Reproduce word for word every line from the one containing "Question. The photo above holds the fire truck." through the final line of the rows, including both of those lines and nothing else.
------------
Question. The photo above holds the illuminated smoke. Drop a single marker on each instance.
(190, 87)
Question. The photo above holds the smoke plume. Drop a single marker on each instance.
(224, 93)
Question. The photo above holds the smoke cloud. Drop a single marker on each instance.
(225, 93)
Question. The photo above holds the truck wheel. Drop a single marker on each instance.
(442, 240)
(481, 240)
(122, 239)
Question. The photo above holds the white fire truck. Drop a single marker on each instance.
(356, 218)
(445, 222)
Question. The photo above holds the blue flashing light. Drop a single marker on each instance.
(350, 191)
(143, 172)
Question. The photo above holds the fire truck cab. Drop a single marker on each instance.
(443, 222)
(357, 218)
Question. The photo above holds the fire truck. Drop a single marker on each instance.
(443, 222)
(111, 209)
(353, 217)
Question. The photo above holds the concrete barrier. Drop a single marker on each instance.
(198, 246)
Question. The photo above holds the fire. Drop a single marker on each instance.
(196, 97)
------------
Problem solution:
Question. The photo above holds the fire truck. Drop a single marker on each instance.
(443, 222)
(111, 209)
(353, 217)
Question. The photo above holds the concrete barrier. Drop a single marker on each instance.
(198, 246)
Question. The photo above holds the fire. Drop a single marker on each instance.
(196, 97)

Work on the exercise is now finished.